▶ _Information shown_:
======

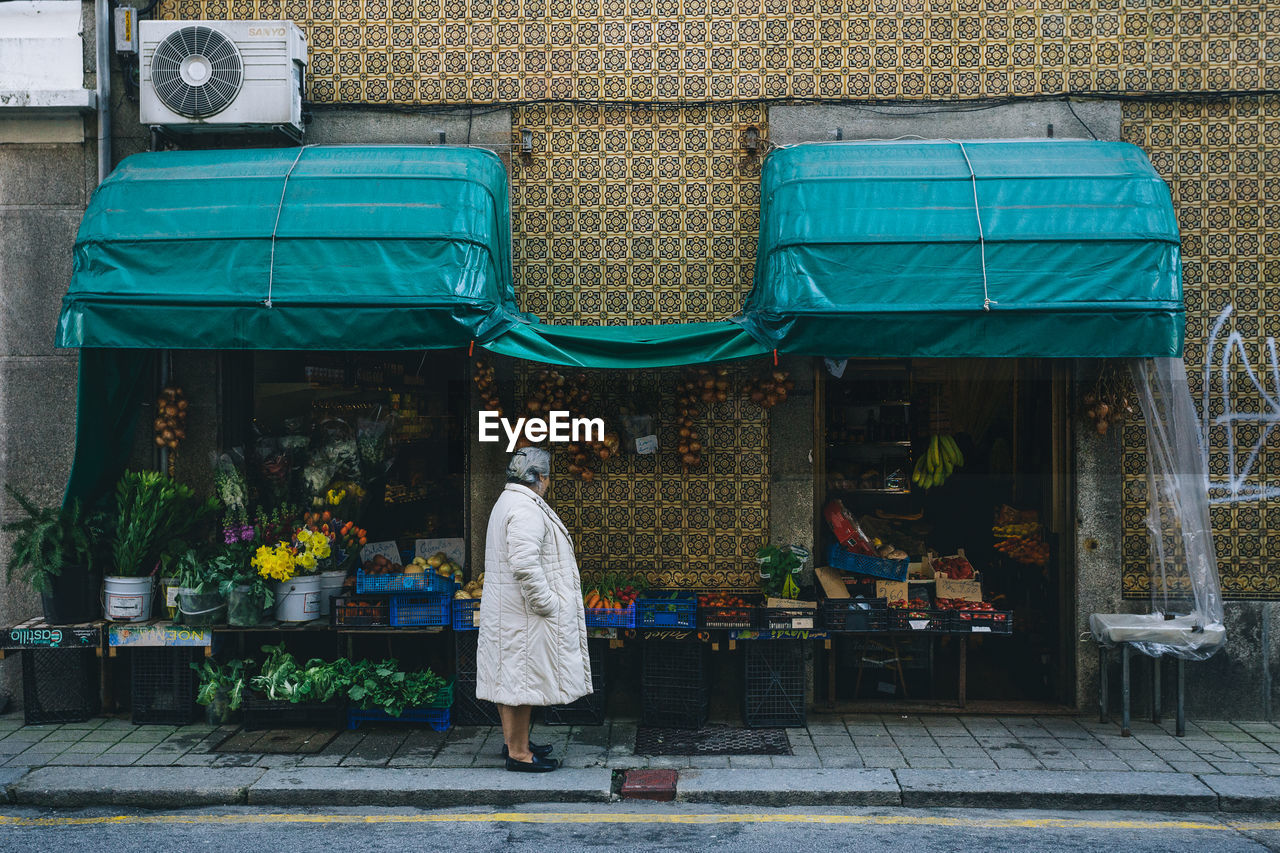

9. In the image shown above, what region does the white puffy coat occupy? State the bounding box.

======

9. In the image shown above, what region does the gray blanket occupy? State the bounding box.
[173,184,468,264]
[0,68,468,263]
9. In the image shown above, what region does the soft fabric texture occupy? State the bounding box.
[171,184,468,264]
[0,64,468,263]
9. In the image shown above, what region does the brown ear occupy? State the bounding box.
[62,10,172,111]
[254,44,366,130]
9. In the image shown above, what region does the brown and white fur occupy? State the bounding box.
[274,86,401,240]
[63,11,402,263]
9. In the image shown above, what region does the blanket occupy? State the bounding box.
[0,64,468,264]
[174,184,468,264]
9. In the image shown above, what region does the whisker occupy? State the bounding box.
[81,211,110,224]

======

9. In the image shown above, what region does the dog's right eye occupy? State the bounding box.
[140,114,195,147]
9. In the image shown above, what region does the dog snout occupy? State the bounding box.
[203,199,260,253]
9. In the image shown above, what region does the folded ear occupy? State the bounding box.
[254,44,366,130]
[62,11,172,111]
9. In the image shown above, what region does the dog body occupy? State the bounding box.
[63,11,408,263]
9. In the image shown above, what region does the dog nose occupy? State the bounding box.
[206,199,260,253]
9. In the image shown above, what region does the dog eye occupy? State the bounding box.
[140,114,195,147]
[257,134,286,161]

======

▶ _Objective_: Can you turn the stretch of records from the line containing "9. In the image shown above, what region does the whisker" through the line containing "[81,211,110,224]" into a Markdown table with an Index column for the row number and a Text column for the line, leaving out any blank lines?

▶ _Complete answer_:
| Index | Text |
|---|---|
| 1 | 9. In the image shown above, what region does the whisker occupy? State the bounding box. |
| 2 | [81,211,110,224] |